DIRECTIVE> Extract every line of the records below and reproduce each one verbatim, with no character altered.

GIVEN INFORMATION>
________________
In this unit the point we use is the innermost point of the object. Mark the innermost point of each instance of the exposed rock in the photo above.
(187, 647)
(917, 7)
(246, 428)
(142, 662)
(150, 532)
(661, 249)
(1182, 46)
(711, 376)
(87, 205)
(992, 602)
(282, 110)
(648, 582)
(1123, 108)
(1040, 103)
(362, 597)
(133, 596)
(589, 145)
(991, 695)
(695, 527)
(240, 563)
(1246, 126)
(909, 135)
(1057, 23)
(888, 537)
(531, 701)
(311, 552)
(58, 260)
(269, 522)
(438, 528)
________________
TASK RESULT>
In this unit the point we use is the innermost point of the object. Mark the innermost point of each instance of the exposed rock in the photo above.
(187, 647)
(917, 7)
(246, 428)
(142, 662)
(150, 532)
(661, 249)
(1182, 46)
(711, 376)
(87, 205)
(992, 602)
(282, 110)
(648, 582)
(1123, 108)
(1040, 103)
(362, 597)
(133, 596)
(589, 145)
(991, 695)
(695, 527)
(240, 563)
(1246, 126)
(909, 135)
(1057, 23)
(888, 537)
(531, 701)
(311, 552)
(58, 260)
(269, 522)
(438, 528)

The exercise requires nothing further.